What the task asks:
Rewrite the rows below, putting "enclosing rectangles" wherever "bounding boxes" appears and leaving everything else as it is.

Start Given information

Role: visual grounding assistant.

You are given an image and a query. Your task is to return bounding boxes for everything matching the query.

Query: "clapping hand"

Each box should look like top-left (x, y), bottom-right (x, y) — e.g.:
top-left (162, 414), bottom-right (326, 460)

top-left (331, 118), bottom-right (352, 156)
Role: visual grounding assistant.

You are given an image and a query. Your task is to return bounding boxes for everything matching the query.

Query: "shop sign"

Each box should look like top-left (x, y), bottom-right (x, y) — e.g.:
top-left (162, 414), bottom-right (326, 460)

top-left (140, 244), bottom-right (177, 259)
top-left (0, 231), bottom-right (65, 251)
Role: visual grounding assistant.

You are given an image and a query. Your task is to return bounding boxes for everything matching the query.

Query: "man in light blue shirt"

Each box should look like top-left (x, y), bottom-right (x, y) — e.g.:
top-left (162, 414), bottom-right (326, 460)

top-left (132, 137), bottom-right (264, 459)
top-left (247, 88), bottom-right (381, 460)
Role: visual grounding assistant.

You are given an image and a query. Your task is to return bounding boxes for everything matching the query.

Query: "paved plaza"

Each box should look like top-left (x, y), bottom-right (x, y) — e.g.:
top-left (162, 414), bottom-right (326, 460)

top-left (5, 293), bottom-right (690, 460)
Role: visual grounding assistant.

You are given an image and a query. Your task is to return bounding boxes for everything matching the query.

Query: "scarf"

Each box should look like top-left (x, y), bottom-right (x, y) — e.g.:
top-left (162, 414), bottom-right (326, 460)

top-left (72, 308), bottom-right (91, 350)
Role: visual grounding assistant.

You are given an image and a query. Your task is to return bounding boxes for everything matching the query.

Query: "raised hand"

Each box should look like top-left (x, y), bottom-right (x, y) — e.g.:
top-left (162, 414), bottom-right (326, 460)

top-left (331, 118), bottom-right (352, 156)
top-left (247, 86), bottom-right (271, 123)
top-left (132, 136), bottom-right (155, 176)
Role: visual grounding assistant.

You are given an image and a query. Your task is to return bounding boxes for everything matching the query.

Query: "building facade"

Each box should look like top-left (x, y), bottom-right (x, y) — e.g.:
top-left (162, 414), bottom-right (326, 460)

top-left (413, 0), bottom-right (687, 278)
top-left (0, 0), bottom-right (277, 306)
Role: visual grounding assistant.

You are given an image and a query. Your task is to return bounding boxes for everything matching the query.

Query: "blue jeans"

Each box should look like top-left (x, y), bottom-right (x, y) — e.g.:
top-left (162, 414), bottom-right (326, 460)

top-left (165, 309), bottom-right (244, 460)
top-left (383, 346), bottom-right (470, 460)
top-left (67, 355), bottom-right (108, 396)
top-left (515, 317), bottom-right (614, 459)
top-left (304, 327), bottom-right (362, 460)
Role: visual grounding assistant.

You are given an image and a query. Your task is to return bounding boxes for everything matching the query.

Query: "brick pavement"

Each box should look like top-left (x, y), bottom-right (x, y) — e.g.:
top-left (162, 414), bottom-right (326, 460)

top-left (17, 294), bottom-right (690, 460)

End Given information

The output:
Role: visual grounding assistant.

You are given an image and a query. Your task is to return enclosing rectangles for everything matching the query.

Query: "clapping hand"

Each box should look like top-left (x, y), bottom-right (x, y) — e.g.:
top-left (162, 414), bottom-right (326, 460)

top-left (331, 118), bottom-right (352, 156)
Role: visual grounding assistant.

You are given an image and a query. Your task is to return enclosing rectangles for everything matching the query.

Query: "shop sign"

Each box should look like top-left (x, y), bottom-right (x, y) — e.g.:
top-left (162, 414), bottom-right (326, 460)

top-left (140, 244), bottom-right (177, 259)
top-left (0, 231), bottom-right (65, 251)
Role: visual grounding assistant.

You are given an image and a query. Your task is to return enclosing rectangles for everything matching the query.

Query: "man in light blue shirt"

Each box should look like top-left (x, y), bottom-right (x, y) — e.g.:
top-left (162, 414), bottom-right (326, 460)

top-left (132, 137), bottom-right (264, 459)
top-left (247, 88), bottom-right (381, 460)
Role: visual grounding assistant.

You are given an image and a query. Your task is to return enclosing rectangles for everything matching the query.

Query: "paved plaza"

Each box should look like top-left (x, y), bottom-right (x, y) — e.g.:
top-left (162, 414), bottom-right (326, 460)

top-left (5, 293), bottom-right (690, 460)
Role: visual grounding assistant.

You are given an image and a query. Your task is to return enclosing rectangles for everything matching the query.

Query: "scarf"

Each box should look like top-left (x, y), bottom-right (x, y) — e.g.:
top-left (162, 414), bottom-right (326, 460)

top-left (72, 308), bottom-right (91, 350)
Role: visual grounding assistant.

You are given an image and a query. Your task is to return enclosing rectangles for everything matching the query.

Query: "raised hand"

Each box should look like top-left (x, y), bottom-right (x, y) — e.g.:
top-left (162, 414), bottom-right (326, 460)

top-left (331, 118), bottom-right (352, 156)
top-left (247, 86), bottom-right (271, 123)
top-left (132, 136), bottom-right (155, 176)
Role: visual grounding assistant.

You are given an image and a query. Your task is to return enclosing rectangles for everything matching the query.

Query: "building facade"

Each box should look like top-left (x, y), bottom-right (x, y) — e.g.:
top-left (162, 414), bottom-right (326, 460)

top-left (413, 0), bottom-right (687, 278)
top-left (0, 0), bottom-right (277, 306)
Role: visual grounding assistant.

You are given an image and a query. Your task is to return enclosing rectangles for everything matching the query.

Query: "blue jeans"

Each box should look like top-left (x, y), bottom-right (x, y) — e.g.:
top-left (162, 414), bottom-right (326, 460)

top-left (165, 309), bottom-right (244, 460)
top-left (383, 346), bottom-right (470, 460)
top-left (67, 355), bottom-right (108, 396)
top-left (515, 317), bottom-right (614, 459)
top-left (304, 327), bottom-right (362, 460)
Role: visual grounding assistant.

You are given an image and a query. Your task is to return enclosing rectangles for everything matching the query.

Query: "brick pavement"

Each box should look like top-left (x, y), bottom-right (x, y) — e.g.:
top-left (162, 414), bottom-right (326, 460)

top-left (17, 294), bottom-right (690, 460)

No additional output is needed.